* [TEXTE DU DOCUMENT]:
#####

Ce matin là, on a d’ailleurs eu droit au spectacle de la semaine : une colonne vaporeuse noire de plusieurs centaines de mètres de hauteur s’élevant au beau milieu du lac. On aurait cru que l’eau prenait feu… Sorcellerie africaine ? c’était en fait des millions ou milliards de mouches qui s’élèvent en colonne, provenant d’on ne sait où, pour aller on ne sait où.
Captain Billy a déjà semble t-il conduit plusieurs expéditions scientifiques tentant de déceler le mystère de ce phénomène, mais cela reste encore aujourd’hui le secret du lac…
Tout ce qu’on sait au Malawi, c’est que ces mouches sont les meilleures à manger.. Ainsi quand apparaît la colonne, les piroguiers se ruent sur elle armés de filets… Une bonne boulette de mouches est un vrai délice… paraît-il…
Un dernier petit mot sur la nourriture pour conclure ce chapitre: du poulet, du poulet et encore du poulet ! Et du nsima, matin, midi et soir. Le nsima, c’est la nourriture de base au Malawi, de la farine de mais bouillie pour en faire une sorte de porridge compact et sans saveur avec lequel on forme avec ses doigts des boules à tremper dans la sauce qui accompagne.

#####

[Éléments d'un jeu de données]
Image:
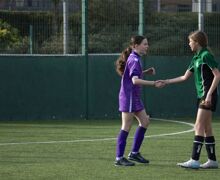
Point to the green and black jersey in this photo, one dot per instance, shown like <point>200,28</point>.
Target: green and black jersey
<point>201,65</point>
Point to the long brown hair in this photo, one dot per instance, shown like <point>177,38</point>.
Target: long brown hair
<point>200,37</point>
<point>121,61</point>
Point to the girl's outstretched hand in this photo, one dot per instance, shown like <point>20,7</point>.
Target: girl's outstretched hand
<point>150,71</point>
<point>160,83</point>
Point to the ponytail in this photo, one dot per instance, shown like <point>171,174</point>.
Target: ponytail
<point>121,61</point>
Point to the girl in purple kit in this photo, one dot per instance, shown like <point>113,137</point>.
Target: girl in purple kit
<point>129,67</point>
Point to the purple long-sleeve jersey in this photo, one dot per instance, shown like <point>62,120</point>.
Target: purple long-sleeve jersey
<point>130,94</point>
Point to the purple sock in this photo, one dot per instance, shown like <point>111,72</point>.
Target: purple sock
<point>138,138</point>
<point>121,143</point>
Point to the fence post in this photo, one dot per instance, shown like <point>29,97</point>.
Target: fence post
<point>65,27</point>
<point>85,52</point>
<point>141,17</point>
<point>200,15</point>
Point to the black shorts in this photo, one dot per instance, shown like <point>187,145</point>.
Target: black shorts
<point>212,106</point>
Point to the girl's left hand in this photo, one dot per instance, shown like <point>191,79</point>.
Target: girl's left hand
<point>150,71</point>
<point>208,99</point>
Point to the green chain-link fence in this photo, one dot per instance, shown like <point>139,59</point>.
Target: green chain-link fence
<point>36,26</point>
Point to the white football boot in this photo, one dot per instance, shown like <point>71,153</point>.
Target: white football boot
<point>210,164</point>
<point>193,164</point>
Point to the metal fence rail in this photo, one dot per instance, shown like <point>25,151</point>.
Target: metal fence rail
<point>55,26</point>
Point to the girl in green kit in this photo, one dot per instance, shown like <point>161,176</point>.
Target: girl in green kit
<point>207,77</point>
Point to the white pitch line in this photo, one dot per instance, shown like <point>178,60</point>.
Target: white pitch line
<point>109,139</point>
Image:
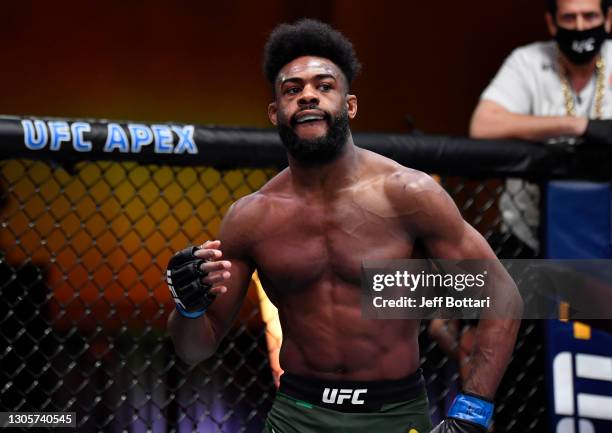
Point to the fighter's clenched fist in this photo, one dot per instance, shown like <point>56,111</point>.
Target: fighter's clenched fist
<point>196,276</point>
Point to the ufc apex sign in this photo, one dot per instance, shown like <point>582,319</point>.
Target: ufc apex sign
<point>339,396</point>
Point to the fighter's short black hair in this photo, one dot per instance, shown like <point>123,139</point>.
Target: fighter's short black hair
<point>308,37</point>
<point>551,6</point>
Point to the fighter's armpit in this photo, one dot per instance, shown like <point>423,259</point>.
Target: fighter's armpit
<point>238,230</point>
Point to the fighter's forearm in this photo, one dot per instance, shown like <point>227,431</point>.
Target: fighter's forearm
<point>194,339</point>
<point>493,348</point>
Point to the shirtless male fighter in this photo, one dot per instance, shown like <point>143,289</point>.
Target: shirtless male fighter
<point>307,232</point>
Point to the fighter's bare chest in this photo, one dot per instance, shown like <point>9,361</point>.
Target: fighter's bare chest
<point>304,244</point>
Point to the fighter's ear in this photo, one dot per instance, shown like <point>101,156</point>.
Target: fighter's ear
<point>550,23</point>
<point>273,113</point>
<point>351,105</point>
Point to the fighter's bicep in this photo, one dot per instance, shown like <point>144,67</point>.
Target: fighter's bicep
<point>449,236</point>
<point>467,243</point>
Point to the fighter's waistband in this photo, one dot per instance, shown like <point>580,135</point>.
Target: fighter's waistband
<point>352,396</point>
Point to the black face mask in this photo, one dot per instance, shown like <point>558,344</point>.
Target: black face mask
<point>580,47</point>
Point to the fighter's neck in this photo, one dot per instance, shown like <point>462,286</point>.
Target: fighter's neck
<point>578,72</point>
<point>328,177</point>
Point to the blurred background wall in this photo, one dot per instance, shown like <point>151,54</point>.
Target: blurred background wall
<point>200,61</point>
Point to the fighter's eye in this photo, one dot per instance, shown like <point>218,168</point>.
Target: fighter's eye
<point>292,90</point>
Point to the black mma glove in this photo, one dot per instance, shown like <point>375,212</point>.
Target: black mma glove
<point>184,277</point>
<point>468,414</point>
<point>598,132</point>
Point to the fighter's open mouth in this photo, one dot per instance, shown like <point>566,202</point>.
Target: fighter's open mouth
<point>309,118</point>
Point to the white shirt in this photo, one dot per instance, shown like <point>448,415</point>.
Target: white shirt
<point>529,82</point>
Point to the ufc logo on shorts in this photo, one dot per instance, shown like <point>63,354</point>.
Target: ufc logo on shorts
<point>339,396</point>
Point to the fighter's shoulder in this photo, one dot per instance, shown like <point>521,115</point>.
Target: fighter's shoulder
<point>256,204</point>
<point>533,54</point>
<point>403,183</point>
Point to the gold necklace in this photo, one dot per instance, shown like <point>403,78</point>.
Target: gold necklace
<point>570,108</point>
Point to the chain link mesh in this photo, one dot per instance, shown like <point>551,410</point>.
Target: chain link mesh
<point>84,305</point>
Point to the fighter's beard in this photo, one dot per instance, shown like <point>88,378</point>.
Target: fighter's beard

#####

* [OBJECTIF VISÉ]: Mettez à jour, s'il vous plaît, le passage du texte consacré au Malawi allant de « Ce matin là, on » à « ne sait où. », en remplaçant « noire » par « grise ». Tenez-vous-en uniquement au texte consacré au Malawi.

* [RÉSULTAT OBTENU]:
Ce matin là, on a d’ailleurs eu droit au spectacle de la semaine : une colonne vaporeuse grise de plusieurs centaines de mètres de hauteur s’élevant au beau milieu du lac. On aurait cru que l’eau prenait feu… Sorcellerie africaine ? c’était en fait des millions ou milliards de mouches qui s’élèvent en colonne, provenant d’on ne sait où, pour aller on ne sait où.